Excerpted records below:

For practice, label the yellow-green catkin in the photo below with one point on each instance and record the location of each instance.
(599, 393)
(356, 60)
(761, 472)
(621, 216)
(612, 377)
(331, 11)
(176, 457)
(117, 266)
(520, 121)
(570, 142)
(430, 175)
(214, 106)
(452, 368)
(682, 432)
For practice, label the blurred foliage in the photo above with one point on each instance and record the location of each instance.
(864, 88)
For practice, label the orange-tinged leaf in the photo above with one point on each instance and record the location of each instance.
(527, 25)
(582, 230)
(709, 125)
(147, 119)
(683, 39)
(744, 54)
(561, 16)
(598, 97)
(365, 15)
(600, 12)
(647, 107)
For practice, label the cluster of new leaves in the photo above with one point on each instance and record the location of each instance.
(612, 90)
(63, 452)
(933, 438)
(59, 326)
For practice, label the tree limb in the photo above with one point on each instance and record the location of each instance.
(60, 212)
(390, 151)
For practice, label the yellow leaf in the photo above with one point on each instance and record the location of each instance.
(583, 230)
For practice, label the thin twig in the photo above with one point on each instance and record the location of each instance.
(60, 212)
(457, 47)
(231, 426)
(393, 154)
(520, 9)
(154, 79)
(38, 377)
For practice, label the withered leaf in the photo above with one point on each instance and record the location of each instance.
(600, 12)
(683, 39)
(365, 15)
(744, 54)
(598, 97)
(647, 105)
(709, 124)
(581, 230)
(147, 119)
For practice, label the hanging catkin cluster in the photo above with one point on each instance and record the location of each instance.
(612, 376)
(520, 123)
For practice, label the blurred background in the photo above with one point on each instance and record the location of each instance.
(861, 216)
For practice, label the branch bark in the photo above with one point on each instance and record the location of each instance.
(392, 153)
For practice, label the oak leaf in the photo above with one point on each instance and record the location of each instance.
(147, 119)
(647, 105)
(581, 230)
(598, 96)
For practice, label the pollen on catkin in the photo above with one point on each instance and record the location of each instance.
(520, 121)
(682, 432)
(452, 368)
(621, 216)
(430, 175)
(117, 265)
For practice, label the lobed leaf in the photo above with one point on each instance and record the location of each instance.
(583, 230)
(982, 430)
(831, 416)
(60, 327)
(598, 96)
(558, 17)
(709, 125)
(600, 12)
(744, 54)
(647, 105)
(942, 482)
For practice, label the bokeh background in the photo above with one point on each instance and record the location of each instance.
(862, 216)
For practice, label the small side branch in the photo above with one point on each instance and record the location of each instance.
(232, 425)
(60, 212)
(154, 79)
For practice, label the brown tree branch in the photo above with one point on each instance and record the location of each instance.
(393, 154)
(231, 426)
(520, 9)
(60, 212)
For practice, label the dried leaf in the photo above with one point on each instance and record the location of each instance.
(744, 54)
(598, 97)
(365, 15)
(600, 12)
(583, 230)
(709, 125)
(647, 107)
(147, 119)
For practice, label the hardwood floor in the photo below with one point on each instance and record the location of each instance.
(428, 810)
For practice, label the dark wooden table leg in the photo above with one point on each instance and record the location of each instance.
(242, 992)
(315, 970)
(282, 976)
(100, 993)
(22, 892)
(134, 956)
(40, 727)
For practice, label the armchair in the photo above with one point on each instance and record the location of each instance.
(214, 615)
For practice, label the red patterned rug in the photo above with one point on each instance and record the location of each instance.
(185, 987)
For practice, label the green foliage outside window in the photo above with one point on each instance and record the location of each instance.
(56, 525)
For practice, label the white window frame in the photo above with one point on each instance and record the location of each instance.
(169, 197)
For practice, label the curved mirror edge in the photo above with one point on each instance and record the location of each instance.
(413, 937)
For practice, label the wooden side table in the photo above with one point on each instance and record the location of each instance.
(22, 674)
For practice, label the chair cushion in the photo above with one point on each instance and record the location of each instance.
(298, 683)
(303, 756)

End of Excerpted records.

### Work request
With the line containing "For practice, label the chair" as the first, output each line through the final line of the entries above, exactly.

### Expected output
For practice, label the chair cushion in the photo above with one point on each instance and record the location of each instance.
(298, 683)
(303, 756)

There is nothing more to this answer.